• _Texte de la page_
┄┄┄┄┄┄┄┄┄┄┄┄┄┄┄┄┄┄┄┄
Mais dans l'esprit d'Al Zanoun, le blâme n'incombe pas à la seule Egypte.
« J'en veux au gouvernement de Gaza, à l'Autorité palestinienne et à l'occupation israélienne, ce sont les trois principaux facteurs de la crise en plus de l'Egypte. Ils travaillent pour leur propre compte et l'occupation israélienne profite de tout cela ».

« Nous voulons seulement vivre des existences dignes »

Jusqu'au mois de juillet, les tunnels vers l'Egypte procuraient le nécessaire vital au territoire paralysé par le blocus israélien. Ce blocus qui est appliqué depuis 2006 restreint les importations et les exportations et a entraîné un déclin économique majeur ainsi qu'une crise humanitaire importante. L'an dernier la situation s'était améliorée, les tunnels ont connu un renouveau commercial après la révolution égyptienne.
┄┄┄┄┄┄┄┄┄┄┄┄┄┄┄┄┄┄┄┄
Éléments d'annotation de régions

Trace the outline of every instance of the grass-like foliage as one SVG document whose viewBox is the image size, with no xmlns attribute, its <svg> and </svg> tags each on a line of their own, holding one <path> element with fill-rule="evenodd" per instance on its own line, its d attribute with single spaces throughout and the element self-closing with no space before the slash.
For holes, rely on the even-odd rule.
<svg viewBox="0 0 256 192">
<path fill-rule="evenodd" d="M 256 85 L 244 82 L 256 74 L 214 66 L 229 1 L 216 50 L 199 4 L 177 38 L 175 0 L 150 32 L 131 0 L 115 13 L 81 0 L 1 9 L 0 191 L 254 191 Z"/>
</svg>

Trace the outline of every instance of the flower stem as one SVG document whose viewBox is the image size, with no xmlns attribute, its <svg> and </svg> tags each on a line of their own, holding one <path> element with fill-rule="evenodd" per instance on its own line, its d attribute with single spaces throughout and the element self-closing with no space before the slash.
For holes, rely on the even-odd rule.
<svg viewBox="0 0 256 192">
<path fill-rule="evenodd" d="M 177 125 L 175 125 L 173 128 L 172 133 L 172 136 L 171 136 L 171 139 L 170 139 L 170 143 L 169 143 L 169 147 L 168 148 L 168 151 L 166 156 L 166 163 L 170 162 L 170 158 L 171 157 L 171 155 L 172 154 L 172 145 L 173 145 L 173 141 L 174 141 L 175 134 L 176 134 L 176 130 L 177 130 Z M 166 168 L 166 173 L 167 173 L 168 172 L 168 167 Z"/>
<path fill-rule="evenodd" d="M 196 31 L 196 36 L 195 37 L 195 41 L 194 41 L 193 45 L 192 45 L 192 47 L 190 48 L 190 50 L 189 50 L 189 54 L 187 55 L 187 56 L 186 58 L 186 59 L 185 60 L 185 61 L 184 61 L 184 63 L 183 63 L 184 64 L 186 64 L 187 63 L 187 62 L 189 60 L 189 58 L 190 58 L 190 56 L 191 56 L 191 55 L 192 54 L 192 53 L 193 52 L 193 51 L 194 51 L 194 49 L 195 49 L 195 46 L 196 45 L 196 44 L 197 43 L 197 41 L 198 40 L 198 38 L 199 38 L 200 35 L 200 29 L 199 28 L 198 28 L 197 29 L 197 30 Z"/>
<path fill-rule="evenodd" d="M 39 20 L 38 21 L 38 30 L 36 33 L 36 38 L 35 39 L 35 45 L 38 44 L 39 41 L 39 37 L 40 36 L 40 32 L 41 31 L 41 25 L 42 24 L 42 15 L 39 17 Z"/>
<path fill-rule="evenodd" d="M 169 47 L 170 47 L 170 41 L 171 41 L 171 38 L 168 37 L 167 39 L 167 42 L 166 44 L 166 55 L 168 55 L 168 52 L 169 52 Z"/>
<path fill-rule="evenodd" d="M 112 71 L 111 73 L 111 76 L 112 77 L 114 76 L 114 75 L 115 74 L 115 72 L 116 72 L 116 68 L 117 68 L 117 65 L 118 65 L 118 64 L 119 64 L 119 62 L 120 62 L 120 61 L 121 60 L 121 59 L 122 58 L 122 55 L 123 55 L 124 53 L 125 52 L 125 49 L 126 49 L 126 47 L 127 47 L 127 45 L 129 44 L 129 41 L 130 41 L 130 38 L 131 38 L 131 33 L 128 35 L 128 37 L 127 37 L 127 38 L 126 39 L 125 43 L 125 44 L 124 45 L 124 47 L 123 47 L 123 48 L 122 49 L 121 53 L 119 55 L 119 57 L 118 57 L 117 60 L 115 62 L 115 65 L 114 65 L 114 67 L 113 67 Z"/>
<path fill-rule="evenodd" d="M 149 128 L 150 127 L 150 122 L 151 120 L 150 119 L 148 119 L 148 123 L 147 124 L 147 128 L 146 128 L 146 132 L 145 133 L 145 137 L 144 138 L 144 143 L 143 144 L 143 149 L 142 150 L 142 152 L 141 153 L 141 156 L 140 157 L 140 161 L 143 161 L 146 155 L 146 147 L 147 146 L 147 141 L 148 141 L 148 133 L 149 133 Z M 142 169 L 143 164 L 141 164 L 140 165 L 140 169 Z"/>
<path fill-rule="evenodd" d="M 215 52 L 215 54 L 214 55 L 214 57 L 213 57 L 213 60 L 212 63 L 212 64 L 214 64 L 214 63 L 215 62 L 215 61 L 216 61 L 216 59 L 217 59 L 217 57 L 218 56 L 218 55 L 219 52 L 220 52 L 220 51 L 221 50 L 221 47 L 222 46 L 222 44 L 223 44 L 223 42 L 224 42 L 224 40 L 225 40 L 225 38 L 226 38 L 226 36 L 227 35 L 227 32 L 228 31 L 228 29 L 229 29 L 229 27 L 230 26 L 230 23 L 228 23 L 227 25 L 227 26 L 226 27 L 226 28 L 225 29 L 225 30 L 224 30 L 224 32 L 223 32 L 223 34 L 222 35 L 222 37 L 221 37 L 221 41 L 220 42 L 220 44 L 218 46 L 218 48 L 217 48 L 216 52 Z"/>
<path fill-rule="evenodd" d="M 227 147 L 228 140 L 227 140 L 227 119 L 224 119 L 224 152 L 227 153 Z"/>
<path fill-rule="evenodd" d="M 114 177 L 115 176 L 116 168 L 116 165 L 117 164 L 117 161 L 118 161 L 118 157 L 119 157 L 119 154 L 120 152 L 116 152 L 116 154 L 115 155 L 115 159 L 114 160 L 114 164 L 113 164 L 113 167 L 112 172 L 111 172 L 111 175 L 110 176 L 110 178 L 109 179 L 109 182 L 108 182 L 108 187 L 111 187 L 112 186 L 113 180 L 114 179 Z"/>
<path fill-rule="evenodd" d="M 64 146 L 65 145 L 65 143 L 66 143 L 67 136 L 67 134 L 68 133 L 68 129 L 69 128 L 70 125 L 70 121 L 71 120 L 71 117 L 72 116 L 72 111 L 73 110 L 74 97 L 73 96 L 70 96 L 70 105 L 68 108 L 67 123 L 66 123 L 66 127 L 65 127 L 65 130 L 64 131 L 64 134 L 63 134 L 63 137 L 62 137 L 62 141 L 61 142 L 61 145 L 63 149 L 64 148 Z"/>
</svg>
┄┄┄┄┄┄┄┄┄┄┄┄┄┄┄┄┄┄┄┄
• _Série d'exercices_
**1.** D'après le texte sur les tunnels de Gaza, depuis quelle année le blocus israélien est-il appliqué ?
**2.** Recopiez un passage du texte sur les tunnels de Gaza : commencez aux mots « Jusqu'au mois de » et arrêtez-vous après « la révolution égyptienne. ».
**3.** Dans le texte sur les tunnels de Gaza, quels sont tous les acteurs qu'Al Zanoun tient pour responsables de la crise ?
Le matériel présenté plus haut n'intervient pas dans ce travail.

• _Corrigé des exercices_
**1.** Depuis 2006.

**2.**
Jusqu'au mois de juillet, les tunnels vers l'Egypte procuraient le nécessaire vital au territoire paralysé par le blocus israélien. Ce blocus qui est appliqué depuis 2006 restreint les importations et les exportations et a entraîné un déclin économique majeur ainsi qu'une crise humanitaire importante. L'an dernier la situation s'était améliorée, les tunnels ont connu un renouveau commercial après la révolution égyptienne.

**3.** L'Egypte, le gouvernement de Gaza, l'Autorité palestinienne et l'occupation israélienne.